>> Start
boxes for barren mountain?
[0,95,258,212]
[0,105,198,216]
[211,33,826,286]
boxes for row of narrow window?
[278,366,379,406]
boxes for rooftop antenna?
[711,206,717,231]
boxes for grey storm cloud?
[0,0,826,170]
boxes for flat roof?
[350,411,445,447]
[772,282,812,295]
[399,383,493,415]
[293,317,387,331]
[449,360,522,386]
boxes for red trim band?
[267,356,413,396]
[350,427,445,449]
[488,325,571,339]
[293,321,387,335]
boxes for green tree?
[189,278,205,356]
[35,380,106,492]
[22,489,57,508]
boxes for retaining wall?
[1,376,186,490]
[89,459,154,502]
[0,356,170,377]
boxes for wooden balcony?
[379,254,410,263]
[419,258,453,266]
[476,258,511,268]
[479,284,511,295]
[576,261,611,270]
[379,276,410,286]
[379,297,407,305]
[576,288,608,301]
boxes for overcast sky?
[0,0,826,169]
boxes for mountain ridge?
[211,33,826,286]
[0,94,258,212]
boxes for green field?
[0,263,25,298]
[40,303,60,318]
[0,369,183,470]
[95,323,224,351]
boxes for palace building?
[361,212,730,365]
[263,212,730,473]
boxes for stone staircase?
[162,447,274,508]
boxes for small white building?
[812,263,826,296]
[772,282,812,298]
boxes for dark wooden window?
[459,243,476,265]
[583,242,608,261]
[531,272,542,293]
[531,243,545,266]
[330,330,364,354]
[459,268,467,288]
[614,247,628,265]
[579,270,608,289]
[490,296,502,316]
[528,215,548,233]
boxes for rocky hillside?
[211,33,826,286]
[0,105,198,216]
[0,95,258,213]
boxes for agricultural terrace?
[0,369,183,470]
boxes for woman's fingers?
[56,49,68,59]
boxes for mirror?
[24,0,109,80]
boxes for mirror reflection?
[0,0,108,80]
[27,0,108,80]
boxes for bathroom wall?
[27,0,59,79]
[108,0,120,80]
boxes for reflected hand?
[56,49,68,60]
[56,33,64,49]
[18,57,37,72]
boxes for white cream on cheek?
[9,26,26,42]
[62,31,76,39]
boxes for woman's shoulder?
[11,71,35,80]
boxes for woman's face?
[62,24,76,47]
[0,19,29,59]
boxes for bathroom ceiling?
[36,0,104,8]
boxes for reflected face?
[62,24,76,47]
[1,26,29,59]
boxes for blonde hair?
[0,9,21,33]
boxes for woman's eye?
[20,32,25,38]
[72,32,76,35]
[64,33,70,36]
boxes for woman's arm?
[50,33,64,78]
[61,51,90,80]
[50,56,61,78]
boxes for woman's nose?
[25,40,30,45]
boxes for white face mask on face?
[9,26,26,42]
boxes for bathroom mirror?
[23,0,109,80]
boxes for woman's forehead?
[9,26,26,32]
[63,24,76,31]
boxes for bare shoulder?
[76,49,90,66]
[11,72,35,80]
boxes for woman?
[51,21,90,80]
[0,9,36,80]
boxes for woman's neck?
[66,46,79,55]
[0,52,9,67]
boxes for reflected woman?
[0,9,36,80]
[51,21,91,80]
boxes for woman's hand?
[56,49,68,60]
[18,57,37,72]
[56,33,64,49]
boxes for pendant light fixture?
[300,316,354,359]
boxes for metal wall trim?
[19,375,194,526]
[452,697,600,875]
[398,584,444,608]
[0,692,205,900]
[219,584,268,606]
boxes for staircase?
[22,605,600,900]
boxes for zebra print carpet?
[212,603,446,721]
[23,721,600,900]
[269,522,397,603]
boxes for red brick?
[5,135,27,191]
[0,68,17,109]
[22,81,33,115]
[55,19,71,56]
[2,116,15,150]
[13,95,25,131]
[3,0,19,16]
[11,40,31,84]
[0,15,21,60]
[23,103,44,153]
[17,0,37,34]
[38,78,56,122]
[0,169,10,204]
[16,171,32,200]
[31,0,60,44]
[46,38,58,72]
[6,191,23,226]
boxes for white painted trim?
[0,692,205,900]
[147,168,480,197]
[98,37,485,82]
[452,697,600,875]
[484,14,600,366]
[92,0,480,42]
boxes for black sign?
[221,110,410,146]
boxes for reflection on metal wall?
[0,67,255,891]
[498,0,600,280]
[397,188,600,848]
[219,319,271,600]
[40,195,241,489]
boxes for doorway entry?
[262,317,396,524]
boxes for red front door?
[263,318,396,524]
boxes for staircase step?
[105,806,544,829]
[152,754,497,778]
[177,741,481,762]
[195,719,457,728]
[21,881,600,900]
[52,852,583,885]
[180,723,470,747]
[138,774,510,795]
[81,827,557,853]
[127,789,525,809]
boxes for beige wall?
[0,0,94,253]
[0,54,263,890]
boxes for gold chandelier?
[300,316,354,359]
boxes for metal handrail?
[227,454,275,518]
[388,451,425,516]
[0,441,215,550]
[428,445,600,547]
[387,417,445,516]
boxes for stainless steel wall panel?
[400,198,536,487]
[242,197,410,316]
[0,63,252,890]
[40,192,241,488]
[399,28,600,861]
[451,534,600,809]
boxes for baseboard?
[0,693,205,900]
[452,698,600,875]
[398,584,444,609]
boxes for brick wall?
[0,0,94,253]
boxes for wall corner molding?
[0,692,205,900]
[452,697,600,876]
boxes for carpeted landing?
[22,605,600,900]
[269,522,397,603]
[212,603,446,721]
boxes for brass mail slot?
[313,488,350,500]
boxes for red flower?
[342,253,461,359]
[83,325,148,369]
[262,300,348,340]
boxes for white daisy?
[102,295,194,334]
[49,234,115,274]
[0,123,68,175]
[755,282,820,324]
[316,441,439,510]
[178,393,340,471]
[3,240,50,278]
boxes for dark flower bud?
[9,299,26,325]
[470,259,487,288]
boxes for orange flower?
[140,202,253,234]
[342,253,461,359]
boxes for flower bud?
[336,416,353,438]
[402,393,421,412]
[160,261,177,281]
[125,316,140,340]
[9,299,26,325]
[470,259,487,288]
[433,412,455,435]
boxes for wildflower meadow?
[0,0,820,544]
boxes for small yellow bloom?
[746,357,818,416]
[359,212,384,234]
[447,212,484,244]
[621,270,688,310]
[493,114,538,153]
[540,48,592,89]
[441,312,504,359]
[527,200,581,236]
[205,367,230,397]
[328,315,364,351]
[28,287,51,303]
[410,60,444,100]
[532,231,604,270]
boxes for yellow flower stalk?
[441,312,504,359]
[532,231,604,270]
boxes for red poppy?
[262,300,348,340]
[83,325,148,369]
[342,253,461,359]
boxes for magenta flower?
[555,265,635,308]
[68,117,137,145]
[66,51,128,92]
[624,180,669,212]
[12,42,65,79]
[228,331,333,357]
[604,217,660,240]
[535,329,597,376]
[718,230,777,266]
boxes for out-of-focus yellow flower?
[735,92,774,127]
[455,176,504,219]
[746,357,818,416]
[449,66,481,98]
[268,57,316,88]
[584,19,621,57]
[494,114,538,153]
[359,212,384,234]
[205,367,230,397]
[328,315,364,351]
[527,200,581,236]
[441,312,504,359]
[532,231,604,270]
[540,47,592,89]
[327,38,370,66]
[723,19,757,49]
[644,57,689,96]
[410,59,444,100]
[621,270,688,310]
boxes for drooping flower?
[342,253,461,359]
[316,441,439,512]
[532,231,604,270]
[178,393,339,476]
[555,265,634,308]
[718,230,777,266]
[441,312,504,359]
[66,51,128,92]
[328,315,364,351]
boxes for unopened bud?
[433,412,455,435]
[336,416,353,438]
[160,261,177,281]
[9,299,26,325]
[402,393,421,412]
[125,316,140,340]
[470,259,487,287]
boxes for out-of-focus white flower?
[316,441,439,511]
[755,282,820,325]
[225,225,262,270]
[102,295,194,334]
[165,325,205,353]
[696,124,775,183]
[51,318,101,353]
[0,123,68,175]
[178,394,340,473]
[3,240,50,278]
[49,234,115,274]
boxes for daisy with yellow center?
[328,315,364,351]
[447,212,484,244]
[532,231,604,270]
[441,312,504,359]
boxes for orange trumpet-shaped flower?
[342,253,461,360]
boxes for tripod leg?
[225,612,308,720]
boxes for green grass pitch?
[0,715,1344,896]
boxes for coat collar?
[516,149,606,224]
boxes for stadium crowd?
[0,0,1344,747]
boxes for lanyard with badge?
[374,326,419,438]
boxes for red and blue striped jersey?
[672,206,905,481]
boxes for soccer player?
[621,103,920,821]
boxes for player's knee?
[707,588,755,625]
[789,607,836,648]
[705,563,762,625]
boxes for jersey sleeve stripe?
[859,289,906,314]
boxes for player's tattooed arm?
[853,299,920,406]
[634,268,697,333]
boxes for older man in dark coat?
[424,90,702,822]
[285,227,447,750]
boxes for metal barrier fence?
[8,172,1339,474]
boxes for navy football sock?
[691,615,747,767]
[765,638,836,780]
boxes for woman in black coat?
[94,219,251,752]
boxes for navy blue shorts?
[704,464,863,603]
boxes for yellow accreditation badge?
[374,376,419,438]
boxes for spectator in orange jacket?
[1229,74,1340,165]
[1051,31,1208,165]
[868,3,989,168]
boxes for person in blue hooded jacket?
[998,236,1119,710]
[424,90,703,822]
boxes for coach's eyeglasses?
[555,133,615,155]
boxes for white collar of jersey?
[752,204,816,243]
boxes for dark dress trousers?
>> End
Present the material from its first line up to and including the line with "[0,94,258,212]" as a Markdown table with columns headed Row and Line, numbering each line and omitting blank ones.

| Row | Line |
|---|---|
| 1 | boxes for barren mountain? |
| 2 | [0,95,258,212] |
| 3 | [0,105,198,216] |
| 4 | [211,33,826,286] |
| 5 | boxes for row of narrow window? |
| 6 | [278,366,379,406] |
| 7 | boxes for rooftop antenna? |
| 8 | [711,206,717,231] |
| 9 | boxes for grey storm cloud? |
| 10 | [0,0,826,170] |
| 11 | boxes for flat roof? |
| 12 | [350,411,445,447] |
| 13 | [772,282,812,295] |
| 14 | [399,383,493,415] |
| 15 | [293,317,387,331] |
| 16 | [449,360,522,386] |
| 17 | boxes for red trim band? |
| 18 | [267,356,413,396] |
| 19 | [350,427,445,449] |
| 20 | [488,325,571,339] |
| 21 | [293,321,387,335] |
| 22 | boxes for green tree? |
| 23 | [189,278,205,356] |
| 24 | [35,380,106,492] |
| 25 | [22,489,57,508] |
| 26 | boxes for retaining wall? |
| 27 | [1,376,186,490] |
| 28 | [89,459,154,502] |
| 29 | [0,356,170,377] |
| 30 | boxes for wooden balcony? |
| 31 | [379,254,410,263] |
| 32 | [419,258,453,266] |
| 33 | [476,258,511,268] |
| 34 | [479,284,511,295] |
| 35 | [576,261,611,270] |
| 36 | [379,276,410,286] |
| 37 | [379,297,407,305] |
| 38 | [576,288,608,301] |
| 39 | boxes for overcast sky? |
| 40 | [0,0,826,169] |
| 41 | boxes for mountain ridge? |
| 42 | [211,33,826,286] |
| 43 | [0,94,258,212] |